## WHAT IS BEING ASKED
How many lines in the material below contain the string "suit"? Case counts. Reply with the number alone.
------ THE DATA
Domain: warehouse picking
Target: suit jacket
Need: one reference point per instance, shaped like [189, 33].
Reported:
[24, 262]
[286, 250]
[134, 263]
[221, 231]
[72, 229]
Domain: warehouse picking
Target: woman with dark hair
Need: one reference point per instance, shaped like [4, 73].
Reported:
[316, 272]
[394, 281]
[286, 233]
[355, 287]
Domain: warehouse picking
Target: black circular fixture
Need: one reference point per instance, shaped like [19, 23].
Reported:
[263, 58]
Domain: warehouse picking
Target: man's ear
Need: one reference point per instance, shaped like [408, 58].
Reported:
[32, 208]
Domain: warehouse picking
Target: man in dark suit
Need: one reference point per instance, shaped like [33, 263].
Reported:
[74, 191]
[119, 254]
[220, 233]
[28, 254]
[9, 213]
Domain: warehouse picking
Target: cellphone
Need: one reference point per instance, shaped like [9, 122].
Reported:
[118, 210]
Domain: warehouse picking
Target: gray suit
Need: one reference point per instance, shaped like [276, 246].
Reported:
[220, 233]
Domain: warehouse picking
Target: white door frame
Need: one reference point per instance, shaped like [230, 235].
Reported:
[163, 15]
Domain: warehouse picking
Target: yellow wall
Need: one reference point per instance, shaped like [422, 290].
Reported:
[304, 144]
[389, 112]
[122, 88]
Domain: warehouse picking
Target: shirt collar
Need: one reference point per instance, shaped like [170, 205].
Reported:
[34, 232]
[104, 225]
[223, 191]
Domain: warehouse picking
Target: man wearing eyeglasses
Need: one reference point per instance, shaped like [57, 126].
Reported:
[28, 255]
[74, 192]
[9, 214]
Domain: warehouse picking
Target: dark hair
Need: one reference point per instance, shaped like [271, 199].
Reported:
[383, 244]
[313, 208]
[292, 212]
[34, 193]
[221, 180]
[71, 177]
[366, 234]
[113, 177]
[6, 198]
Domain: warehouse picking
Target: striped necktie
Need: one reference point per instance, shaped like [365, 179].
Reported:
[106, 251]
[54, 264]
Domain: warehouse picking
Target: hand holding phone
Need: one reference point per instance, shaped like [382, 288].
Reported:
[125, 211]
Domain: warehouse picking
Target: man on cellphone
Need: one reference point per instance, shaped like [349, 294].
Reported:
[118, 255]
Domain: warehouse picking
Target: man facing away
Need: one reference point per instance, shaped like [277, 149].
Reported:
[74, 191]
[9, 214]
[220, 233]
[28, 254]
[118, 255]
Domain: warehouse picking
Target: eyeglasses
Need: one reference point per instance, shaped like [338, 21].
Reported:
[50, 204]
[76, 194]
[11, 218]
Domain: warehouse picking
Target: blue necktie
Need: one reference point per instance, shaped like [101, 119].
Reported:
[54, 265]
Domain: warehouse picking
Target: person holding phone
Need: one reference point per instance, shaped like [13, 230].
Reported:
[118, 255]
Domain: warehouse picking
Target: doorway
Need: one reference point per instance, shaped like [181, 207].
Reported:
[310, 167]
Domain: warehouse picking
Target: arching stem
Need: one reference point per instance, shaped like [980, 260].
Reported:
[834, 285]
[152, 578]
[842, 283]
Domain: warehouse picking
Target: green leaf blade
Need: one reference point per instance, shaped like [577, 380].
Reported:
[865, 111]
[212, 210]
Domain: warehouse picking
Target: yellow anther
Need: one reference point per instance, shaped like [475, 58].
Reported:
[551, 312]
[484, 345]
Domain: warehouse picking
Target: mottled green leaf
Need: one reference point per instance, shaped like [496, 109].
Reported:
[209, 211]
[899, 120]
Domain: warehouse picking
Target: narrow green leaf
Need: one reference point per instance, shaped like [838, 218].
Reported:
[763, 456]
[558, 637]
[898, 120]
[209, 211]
------------
------ THE DATA
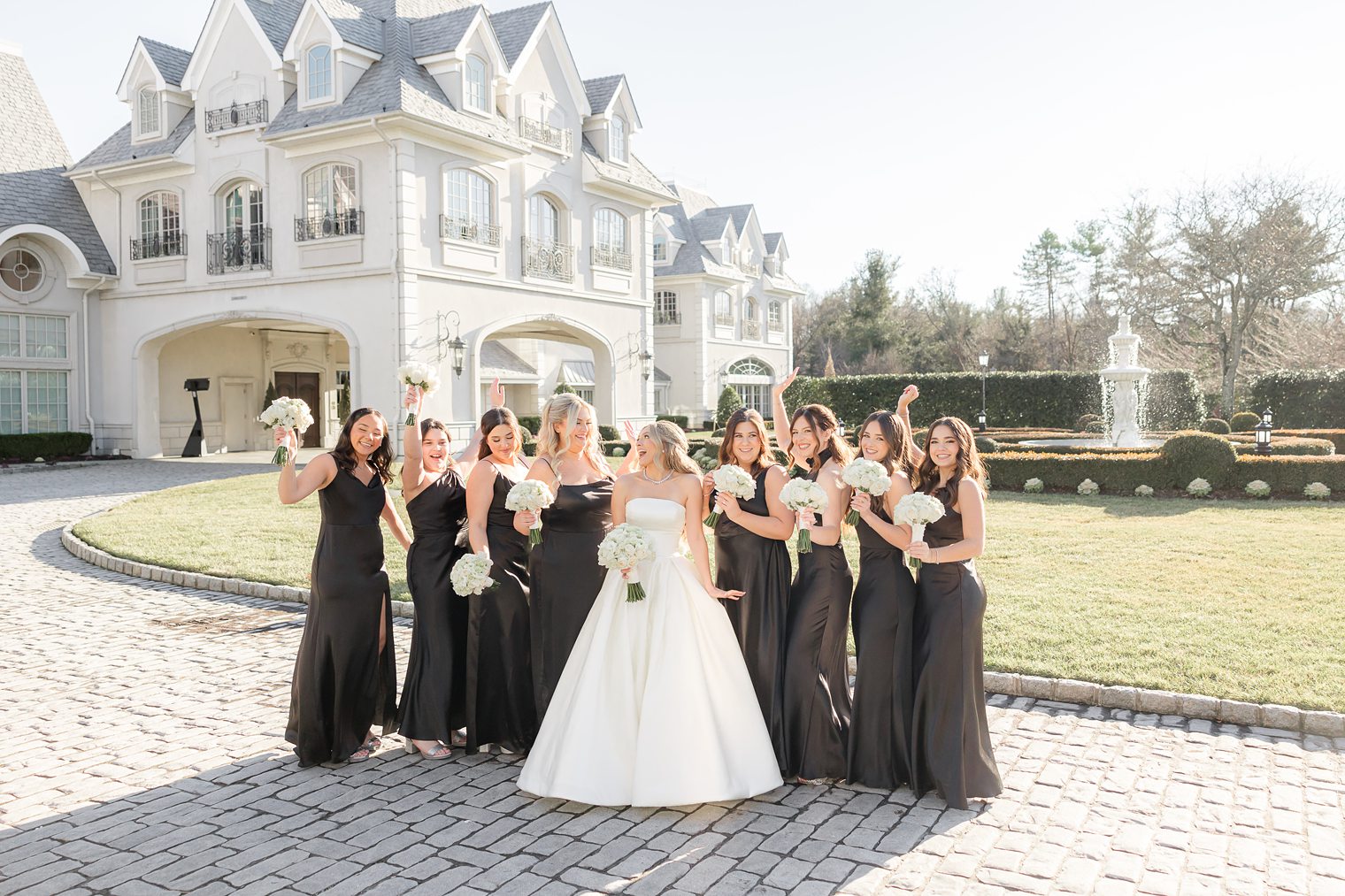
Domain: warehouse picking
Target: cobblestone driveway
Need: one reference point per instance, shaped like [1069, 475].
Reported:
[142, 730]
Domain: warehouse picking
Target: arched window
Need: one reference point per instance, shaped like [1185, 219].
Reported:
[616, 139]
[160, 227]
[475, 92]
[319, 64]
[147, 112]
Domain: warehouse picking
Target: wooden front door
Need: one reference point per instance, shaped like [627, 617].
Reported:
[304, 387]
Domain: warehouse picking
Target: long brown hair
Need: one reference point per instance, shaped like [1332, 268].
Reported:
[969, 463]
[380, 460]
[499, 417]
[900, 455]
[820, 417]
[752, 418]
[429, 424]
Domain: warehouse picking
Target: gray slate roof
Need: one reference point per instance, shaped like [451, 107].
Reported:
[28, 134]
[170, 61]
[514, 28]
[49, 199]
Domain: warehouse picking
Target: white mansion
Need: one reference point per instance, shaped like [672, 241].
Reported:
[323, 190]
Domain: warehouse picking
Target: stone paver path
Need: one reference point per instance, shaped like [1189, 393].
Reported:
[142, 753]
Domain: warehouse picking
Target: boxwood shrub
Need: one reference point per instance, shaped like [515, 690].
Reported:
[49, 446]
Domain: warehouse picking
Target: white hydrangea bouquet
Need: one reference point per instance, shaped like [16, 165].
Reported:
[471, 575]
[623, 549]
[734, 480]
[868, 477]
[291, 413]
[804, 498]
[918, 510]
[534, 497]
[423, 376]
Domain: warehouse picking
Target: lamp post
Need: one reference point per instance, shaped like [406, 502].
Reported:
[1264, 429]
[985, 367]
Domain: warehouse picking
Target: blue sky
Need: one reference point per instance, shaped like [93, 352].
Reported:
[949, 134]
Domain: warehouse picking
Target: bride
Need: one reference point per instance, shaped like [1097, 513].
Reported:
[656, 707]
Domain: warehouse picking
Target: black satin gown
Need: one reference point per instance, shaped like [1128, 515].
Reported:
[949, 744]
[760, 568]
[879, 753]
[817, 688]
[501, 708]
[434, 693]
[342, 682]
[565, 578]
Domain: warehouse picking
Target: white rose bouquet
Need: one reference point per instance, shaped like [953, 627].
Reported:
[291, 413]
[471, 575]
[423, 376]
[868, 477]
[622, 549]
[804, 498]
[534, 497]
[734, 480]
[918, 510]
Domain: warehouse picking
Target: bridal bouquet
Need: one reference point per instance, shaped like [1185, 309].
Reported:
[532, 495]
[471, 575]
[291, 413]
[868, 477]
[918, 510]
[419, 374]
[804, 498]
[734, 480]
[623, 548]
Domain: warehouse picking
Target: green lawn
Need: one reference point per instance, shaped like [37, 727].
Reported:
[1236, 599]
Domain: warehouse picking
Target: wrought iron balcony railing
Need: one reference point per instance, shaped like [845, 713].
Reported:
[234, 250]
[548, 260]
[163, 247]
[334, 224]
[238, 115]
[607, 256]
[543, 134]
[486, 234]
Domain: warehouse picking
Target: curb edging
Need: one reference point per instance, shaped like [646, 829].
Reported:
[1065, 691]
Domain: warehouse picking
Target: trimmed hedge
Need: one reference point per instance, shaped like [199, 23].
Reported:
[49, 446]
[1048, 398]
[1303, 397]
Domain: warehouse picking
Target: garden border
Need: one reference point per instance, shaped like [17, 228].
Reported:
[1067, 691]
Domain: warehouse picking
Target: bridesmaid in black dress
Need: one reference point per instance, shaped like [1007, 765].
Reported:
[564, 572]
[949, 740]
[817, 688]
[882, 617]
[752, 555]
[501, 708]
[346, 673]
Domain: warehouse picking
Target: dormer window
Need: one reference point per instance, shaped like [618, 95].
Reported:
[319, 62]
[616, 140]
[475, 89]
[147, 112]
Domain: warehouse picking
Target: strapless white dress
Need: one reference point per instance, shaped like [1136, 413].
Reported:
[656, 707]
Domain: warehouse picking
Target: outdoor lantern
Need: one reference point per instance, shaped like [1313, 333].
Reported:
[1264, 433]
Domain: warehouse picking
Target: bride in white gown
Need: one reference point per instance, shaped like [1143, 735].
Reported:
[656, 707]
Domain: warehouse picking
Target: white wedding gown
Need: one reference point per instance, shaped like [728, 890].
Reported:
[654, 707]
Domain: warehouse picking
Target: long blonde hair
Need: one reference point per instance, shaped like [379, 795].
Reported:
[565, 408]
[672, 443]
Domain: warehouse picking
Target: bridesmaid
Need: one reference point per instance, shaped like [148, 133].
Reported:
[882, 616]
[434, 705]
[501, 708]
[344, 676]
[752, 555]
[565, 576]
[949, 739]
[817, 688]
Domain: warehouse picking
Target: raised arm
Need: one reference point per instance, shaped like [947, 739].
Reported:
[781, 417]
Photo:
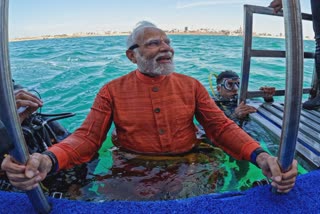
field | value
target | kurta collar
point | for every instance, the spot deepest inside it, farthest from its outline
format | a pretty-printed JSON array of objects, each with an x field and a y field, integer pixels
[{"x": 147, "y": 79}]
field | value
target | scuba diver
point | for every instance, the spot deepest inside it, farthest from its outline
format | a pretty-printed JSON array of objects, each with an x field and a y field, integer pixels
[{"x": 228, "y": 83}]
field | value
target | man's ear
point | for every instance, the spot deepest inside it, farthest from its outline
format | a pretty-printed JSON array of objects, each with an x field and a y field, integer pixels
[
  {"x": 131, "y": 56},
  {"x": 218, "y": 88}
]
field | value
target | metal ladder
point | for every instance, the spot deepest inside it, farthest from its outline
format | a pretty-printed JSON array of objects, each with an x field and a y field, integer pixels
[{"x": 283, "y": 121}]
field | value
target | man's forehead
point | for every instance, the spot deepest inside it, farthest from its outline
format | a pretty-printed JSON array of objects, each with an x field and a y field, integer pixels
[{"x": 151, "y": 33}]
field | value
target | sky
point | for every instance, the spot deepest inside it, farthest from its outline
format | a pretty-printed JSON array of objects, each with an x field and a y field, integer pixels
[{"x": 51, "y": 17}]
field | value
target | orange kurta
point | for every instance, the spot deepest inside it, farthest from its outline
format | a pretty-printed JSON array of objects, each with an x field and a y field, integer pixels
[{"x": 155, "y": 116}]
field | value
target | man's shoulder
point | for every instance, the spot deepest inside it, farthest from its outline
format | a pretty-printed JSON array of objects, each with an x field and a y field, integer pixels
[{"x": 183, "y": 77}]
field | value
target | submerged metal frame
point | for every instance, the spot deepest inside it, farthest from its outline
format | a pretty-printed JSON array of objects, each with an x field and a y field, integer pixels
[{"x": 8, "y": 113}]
------------
## TASK OUTPUT
3